## TEXT
::::

# Convolutional Neural Networks

* So far we've built fully connected feed-forward (FF) NNs, where each input node is connected to each hidden node.
* A fully connected NN that has a 30 unit hidden layer and accepts 28x28 images has $28 \times 28 \times 30 + 30 = 23,550$ weights between the input and hidden layer
* The number of weights will quickly grow if we start dealing with larger color images which have more pixels and where each pixel has three numbers associated with it (red, blue, and green)
* The network will quickly overfit as a result
* For images, the standard way to handle this problem is via the convolutional neural network which consists of convolutional layers, pooling layers, and the usual fully-connected layers.
* Those networks have drastically fewer parameters than FF NNs.

## Convolution Layer

The convolution layer makes two assumptions about its inputs:

1. Inputs that are nearby are related.
2. A detector that could detect a pattern in (x, y) can be used to detect the same pattern in other locations in the image

Both assumptions are very reasonable in images: pixels that are nearby are likely to share statistical properties and a detector that can detect edges at the top of the image, can also detect edges at the bottom.

### One Dimensional Convolution
Let's see how basic convolution operator works in the 1D input case (recall that images are 2D). A single neuron in a convolution layer defines a receptive field that operates over a limited range of inputs. The neuron slides this receptive field over the input to produce the final outputs:

![alt text](figures/1dconv.jpg)

In the Figure, the neuron (opaque magenta) defines a simple operation over the sequence: it computes the average of pairs of neighbors. At the first step, the neuron computes the average of the first two elements. At the second step the neuron computes the average of the second and third elements, and so on. 

The neuron has two weights: 0.5 and 0.5 which mean that both inputs are weighted equally, so it computes a straightforward average. But we can change the weights to anything, and, as you might have guessed, those weights will be free parameters of a convolutional neural network. 

It is important to note that the *same weights* are applied across the entire input.

Here's an example of how one might implement 1D convolution in numpy.

In [27]:
# here's a 1D "image"
input_data = np.array([1,2,3,4,5,6,7,8,9])

# a convolutional layer neuron defines
convolution_kernel = np.array([0.5, 0.5, 0.5])

y_same = np.convolve(input_data, convolution_kernel, "same")

y

array([ 1.5,  3. ,  4.5,  6. ,  7.5,  9. , 10.5, 12. ,  8.5])

::::

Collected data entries

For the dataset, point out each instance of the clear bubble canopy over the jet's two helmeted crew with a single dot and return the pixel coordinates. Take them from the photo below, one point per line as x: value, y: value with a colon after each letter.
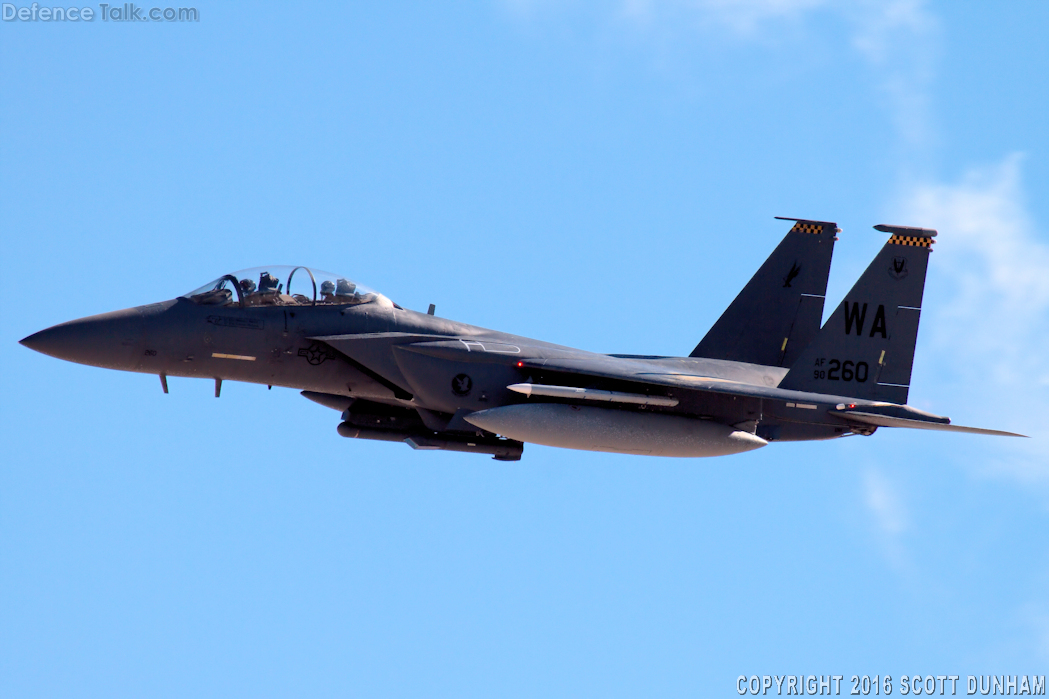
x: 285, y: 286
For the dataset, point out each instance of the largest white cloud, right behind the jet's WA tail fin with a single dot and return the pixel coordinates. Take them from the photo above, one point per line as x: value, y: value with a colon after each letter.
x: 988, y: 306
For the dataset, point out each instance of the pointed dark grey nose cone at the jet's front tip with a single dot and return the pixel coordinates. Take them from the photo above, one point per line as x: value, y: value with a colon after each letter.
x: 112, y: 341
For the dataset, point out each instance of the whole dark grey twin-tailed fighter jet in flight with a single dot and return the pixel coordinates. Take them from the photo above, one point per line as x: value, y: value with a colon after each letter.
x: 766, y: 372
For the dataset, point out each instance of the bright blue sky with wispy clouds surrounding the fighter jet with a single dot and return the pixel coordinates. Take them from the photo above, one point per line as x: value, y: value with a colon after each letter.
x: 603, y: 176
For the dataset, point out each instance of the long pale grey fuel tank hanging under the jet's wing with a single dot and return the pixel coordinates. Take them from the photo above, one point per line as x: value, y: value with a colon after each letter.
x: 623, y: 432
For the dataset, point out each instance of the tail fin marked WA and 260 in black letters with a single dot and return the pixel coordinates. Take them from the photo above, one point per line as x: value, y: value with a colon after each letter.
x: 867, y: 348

::::

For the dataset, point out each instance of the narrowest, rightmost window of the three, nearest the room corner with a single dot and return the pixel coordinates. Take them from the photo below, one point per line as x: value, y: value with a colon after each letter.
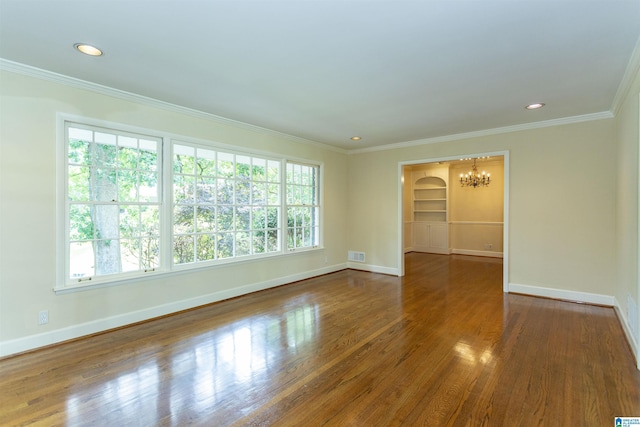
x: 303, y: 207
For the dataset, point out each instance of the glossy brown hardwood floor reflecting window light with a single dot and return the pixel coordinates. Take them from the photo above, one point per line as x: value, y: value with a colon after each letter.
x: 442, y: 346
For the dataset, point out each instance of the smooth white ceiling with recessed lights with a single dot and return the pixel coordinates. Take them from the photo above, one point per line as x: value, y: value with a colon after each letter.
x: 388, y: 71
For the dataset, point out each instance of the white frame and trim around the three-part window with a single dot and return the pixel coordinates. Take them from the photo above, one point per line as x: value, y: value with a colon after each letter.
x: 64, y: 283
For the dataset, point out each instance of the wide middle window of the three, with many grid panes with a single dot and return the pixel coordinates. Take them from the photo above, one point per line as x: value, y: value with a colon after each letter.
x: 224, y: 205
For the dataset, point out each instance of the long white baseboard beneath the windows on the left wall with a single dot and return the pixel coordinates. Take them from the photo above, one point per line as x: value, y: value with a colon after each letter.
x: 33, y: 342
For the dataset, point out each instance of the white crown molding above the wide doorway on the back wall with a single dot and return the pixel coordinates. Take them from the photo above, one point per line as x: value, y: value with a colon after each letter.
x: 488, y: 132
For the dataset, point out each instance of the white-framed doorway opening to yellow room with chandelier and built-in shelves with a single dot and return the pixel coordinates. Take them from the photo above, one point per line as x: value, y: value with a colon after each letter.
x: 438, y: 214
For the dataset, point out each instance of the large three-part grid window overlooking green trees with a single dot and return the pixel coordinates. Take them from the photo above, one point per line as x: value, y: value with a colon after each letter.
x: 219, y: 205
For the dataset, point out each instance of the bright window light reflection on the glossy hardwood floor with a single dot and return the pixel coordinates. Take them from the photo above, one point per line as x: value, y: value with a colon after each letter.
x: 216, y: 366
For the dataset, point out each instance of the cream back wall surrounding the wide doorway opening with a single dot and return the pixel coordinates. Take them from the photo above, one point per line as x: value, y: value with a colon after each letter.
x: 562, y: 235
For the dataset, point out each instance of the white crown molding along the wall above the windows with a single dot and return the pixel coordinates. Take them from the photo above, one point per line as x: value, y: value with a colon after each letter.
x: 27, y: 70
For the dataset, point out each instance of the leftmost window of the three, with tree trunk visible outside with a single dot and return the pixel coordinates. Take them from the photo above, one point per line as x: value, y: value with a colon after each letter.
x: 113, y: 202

::::

## ACTIVITIES
#1 Answer these from the convolutional neural networks text:
(a) How many weights lie between the input and hidden layer of the fully connected network with a 30 unit hidden layer that accepts 28x28 images?
(b) What are the two weights of the neuron in the one dimensional convolution figure?
(c) What does the text say is applied across the entire input?
#2 Name every type of layer that the convolutional neural networks text says a convolutional neural network consists of.
Rely only on the convolutional neural networks text and not on the listing.

## ANSWERS TO EACH TASK
#1
(a) 23,550
(b) 0.5 and 0.5
(c) The same weights

#2 Convolutional layers, pooling layers, and fully-connected layers